▸ WORK TO COMPLETE
The line containing "Can you find the tarpaulin" marks where to begin. Write out that line and every line after it exactly, through the last line below.

Records drawn from a dataset:
Start of Block

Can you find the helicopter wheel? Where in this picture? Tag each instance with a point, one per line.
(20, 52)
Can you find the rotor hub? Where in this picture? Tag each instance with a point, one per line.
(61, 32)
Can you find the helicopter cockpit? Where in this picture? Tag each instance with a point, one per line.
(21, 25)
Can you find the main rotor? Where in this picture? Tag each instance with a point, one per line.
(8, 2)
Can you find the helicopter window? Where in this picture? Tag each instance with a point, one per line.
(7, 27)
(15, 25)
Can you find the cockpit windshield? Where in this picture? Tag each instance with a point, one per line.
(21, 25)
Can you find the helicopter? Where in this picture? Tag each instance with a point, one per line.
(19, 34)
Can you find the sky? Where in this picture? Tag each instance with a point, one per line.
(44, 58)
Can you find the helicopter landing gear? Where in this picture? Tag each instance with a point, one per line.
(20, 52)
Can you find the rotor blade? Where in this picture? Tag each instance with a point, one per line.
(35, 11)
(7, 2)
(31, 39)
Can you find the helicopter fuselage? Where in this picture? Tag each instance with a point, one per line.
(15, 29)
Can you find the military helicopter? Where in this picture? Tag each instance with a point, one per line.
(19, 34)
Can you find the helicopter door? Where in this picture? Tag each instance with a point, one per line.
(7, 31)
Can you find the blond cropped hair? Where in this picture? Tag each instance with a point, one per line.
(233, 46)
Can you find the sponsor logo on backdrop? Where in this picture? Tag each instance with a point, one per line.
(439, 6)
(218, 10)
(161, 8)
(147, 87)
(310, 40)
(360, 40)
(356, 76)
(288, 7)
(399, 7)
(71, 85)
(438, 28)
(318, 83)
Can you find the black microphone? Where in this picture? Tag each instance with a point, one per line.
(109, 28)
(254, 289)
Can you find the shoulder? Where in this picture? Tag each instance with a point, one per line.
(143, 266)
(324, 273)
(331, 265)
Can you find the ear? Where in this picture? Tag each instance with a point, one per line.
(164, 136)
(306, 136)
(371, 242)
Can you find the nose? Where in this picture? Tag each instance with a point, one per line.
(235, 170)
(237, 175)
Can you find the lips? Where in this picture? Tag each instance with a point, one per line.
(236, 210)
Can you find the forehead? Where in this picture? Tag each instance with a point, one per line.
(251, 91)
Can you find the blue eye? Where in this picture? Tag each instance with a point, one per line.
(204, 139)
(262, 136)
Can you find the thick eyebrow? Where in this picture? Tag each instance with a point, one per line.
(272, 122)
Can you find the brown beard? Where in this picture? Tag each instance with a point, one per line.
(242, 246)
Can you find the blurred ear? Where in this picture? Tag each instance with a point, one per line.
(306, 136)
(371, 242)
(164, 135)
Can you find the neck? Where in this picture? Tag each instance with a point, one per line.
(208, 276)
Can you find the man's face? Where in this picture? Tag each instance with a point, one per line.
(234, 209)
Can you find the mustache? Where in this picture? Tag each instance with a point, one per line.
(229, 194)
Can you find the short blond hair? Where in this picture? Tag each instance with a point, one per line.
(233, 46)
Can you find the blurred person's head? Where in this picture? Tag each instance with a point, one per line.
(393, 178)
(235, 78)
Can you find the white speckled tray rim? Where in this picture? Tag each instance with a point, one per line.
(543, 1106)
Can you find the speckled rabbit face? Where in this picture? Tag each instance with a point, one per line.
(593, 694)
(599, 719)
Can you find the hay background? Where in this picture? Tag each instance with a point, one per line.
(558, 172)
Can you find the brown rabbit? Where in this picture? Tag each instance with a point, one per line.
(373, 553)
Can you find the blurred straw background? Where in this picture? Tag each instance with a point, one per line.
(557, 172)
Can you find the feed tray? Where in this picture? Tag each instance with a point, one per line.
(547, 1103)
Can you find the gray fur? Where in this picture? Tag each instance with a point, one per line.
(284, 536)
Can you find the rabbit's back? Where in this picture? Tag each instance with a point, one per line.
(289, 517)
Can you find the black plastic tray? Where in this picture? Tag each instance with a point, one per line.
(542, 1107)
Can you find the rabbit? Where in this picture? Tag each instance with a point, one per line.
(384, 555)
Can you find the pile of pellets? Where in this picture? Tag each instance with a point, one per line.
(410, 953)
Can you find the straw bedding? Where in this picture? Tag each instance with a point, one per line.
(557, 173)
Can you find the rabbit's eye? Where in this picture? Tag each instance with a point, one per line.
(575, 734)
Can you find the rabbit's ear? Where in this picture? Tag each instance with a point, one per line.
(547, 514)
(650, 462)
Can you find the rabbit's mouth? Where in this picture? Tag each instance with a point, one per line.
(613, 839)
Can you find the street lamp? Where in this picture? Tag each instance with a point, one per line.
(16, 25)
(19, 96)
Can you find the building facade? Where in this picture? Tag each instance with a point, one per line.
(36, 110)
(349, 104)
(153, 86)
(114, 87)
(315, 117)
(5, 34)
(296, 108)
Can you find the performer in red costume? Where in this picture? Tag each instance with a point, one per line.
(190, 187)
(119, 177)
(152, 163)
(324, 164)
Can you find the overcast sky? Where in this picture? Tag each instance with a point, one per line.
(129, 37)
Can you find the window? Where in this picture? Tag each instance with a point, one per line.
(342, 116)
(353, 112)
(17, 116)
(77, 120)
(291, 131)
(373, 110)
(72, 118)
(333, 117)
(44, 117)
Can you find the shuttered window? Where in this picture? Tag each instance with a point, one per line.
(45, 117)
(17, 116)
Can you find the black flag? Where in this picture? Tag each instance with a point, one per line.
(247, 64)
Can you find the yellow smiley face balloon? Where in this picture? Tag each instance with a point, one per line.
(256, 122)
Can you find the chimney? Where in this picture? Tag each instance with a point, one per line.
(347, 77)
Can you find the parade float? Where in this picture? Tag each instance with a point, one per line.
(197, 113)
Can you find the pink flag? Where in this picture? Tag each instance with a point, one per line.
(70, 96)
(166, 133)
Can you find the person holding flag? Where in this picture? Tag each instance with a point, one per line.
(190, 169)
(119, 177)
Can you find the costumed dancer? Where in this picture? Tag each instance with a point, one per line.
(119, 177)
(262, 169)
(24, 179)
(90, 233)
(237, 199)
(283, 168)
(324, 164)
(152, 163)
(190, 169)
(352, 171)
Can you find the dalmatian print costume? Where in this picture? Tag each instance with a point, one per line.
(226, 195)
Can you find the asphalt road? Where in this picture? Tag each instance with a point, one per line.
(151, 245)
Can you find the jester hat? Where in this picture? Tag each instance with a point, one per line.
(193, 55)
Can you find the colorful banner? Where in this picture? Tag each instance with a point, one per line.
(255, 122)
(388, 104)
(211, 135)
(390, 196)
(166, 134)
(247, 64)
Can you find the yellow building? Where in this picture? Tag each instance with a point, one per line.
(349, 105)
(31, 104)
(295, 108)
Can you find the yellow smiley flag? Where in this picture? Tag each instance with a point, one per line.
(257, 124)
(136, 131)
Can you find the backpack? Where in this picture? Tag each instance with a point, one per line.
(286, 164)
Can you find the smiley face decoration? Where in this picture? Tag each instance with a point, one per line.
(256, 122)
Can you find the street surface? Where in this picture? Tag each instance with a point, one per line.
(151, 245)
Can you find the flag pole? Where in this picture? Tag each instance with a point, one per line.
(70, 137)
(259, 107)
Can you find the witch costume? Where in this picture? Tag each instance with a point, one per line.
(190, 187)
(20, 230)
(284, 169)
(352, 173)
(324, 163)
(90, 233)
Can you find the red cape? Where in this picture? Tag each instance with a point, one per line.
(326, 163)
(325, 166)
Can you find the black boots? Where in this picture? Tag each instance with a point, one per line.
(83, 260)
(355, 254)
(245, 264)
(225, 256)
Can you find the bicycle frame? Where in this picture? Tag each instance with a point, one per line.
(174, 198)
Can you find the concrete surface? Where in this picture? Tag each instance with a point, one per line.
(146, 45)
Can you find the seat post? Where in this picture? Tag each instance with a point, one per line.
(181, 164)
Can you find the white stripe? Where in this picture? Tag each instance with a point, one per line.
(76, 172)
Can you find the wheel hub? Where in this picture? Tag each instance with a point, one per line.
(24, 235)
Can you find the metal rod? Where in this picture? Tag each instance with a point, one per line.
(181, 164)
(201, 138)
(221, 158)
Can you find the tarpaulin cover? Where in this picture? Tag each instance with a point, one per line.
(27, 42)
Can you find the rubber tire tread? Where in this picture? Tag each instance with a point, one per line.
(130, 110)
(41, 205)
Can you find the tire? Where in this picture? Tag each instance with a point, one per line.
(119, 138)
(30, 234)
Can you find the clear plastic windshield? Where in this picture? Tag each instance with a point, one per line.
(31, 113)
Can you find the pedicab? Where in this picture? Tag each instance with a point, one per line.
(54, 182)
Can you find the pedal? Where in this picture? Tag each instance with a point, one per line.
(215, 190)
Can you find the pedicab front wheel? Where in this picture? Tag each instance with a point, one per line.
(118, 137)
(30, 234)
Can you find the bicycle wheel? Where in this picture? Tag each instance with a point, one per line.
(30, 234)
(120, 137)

End of Block

▸ RESULT OF THE TASK
Can you find the tarpaulin cover? Where in this picture? Tag each instance with a point, one per line.
(27, 42)
Can you find the rubber tire tread? Where in this picture? Tag each instance with a point, one per line.
(130, 110)
(41, 205)
Can you find the tire? Where in this picture? Tag each instance with a point, one per line.
(119, 138)
(30, 234)
Can you find the clear plastic windshield? Where in this picture? Tag each instance with a point, one per line.
(31, 113)
Can you find the pedicab? Where in this picture? Tag each instance with a point, one per line.
(54, 182)
Can you find the pedal? Where in this picture? Tag each instance with a point, one per line.
(215, 190)
Can you find the pedicab front wheel? Where in this picture? Tag each instance with a point, one per line.
(118, 137)
(30, 234)
Can you find the bicycle wheel? Where in this picture? Tag each instance with a point, one per line.
(30, 234)
(120, 137)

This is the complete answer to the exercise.